Molecular-level thermodynamic switch controls chemical equilibrium in sequence-specific hydrophobic interaction of 35 dipeptide pairs.

Applying the Planck-Benzinger methodology, the sequence-specific hydrophobic interactions of 35 dipeptide pairs were examined over a temperature range of 273-333 K, based on data reported by Nemethy and Scheraga in 1962. The hydrophobic interaction in these sequence-specific dipeptide pairs is highly similar in its thermodynamic behavior to that of other biological systems. The results imply that the negative Gibbs free energy change minimum at a well-defined stable temperature, <T(s)>, where the bound unavailable energy, TdeltaS(o) = 0, has its origin in the sequence-specific hydrophobic interactions, are highly dependent on details of molecular structure. Each case confirms the existence of a thermodynamic molecular switch wherein a change of sign in deltaCp(o)(T)(reaction) (change in specific heat capacity of reaction at constant pressure) leads to true negative minimum in the Gibbs free energy change of reaction, deltaG(o)(T)(reaction), and hence a maximum in the related equilibrium constant, K(eq). Indeed, all interacting biological systems examined to date by Chun using the Planck-Benzinger methodology have shown such a thermodynamic switch at the molecular level, suggesting its existence may be universal.

» **Your task**
Say whether each statement agrees with the abstract on dipeptide hydrophobic interactions, answering yes or no and quoting the deciding words. (a) The dipeptide pairs were examined between 273 and 333 K. (b) The study draws on data that Nemethy and Scheraga reported in 1972. (c) The hydrophobic interaction in these dipeptide pairs behaves thermodynamically very differently from other biological systems.

» **Listed entries**
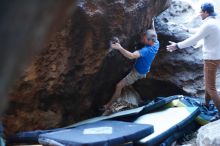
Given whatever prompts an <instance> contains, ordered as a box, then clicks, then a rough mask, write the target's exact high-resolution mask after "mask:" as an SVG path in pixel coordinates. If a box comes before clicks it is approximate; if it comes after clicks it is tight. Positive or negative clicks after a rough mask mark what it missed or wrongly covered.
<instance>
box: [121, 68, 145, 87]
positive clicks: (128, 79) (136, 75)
mask: <svg viewBox="0 0 220 146" xmlns="http://www.w3.org/2000/svg"><path fill="white" fill-rule="evenodd" d="M143 78H146V74H139V73H138V72H137V71H136V70H135V69H132V70H131V72H130V73H129V74H128V75H127V76H126V77H125V78H124V79H122V81H123V82H124V84H125V86H129V85H131V84H133V83H134V82H136V81H137V80H139V79H143Z"/></svg>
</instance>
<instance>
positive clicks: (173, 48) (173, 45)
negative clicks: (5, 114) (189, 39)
mask: <svg viewBox="0 0 220 146" xmlns="http://www.w3.org/2000/svg"><path fill="white" fill-rule="evenodd" d="M169 43H170V45H168V46H167V51H169V52H173V51H175V50H176V49H177V47H176V43H175V42H171V41H169Z"/></svg>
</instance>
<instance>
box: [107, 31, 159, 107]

» **Final answer**
(a) Yes: "over a temperature range of 273-333 K"
(b) No: "based on data reported by Nemethy and Scheraga in 1962"
(c) No: "highly similar in its thermodynamic behavior to that of other biological systems"